§ **Fragmento del documento**
Como en México, Tocqueville fue instrumental en el debate sobre el federalismo en Colombia. La democracia en América marcó el inicio de un redescubrimiento del sistema federal norteamericano. Los radicales colombianos, influidos por el libro, vincularon el centralismo al despotismo. La fragmentación del poder, creyeron, impediría que el gobierno actuara arbitrariamente. Como señala Mejía (2007), “unidad y federalismo no eran términos antagónicos para el radicalismo. Su complementariedad resultaba del hecho de que la adhesión a un todo nacional de parte de los estados federales era más vigorosa y más honesta cuando estos disponían de una esfera de autonomía para el manejo de los asuntos locales” (p.234). La intervención del poder central en las regiones no solamente provocaba malestar y generaba decisiones erráticas, “sino que favorecía un proceso de deslegitimación de las autoridades nacionales”. Según Mejía (2007), para los radicales existían dos niveles de competencia y aceptaron reservar a la instancia nacional la administración de los asuntos clave para “garantizar la unión del país”. Los radicales eran proponentes de la descentralización y la federación por dos razones básicas: “la primera de carácter administrativo o técnico y la segunda de naturaleza política y filosófica” (p.234).

Los radicales colombianos tenían la certeza de que el centralismo favorecía la adopción de decisiones equivocadas, “alejadas y, a veces, en contravía de la realidad”. En cambio, la inmediatez de “funcionarios autónomos con las causas y los efectos del problema, garantizaba una mayor posibilidad de acierto y eficacia en la solución final” (Mejía, 2007, p.234). A la justificación del federalismo colombiano se sumaba el “absoluto aislamiento en que se encontraban las regiones colombianas a mediados del siglo XIX”. Aunque México era una vasta nación no existían las barreras geográficas que en Colombia fragmentaban a las diversas partes del país. Las correas de transmisión de autoridad de una autoridad central enfrentaban ahí muchos más obstáculos. En el interludio federal colombiano la descentralización fiscal implementada en 1850 precedió a la descentralización y a la instauración de la federación en 1853 y 1858. Los radicales buscaban de esta manera dotar de recursos a las futuras entidades federales para que pudiesen actuar en sus territorios.

§ **Material proporcionado**

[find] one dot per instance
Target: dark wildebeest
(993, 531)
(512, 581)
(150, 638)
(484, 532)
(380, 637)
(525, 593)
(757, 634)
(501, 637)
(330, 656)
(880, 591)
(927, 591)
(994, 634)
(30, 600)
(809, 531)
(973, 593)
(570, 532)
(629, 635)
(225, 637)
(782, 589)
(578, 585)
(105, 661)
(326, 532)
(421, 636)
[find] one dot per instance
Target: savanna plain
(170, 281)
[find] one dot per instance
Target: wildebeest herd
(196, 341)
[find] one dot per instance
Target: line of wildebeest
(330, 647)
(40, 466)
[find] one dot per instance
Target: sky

§ **Instrucciones**
De acuerdo con el fragmento sobre el federalismo en Colombia, explica en una a tres oraciones por qué la descentralización fiscal de 1850 se adelantó a la federación.

§ **Respuesta**
Los radicales querían dotar de recursos a las futuras entidades federales para que pudieran actuar en sus territorios. Por eso la descentralización fiscal de 1850 precedió a la descentralización y a la instauración de la federación en 1853 y 1858.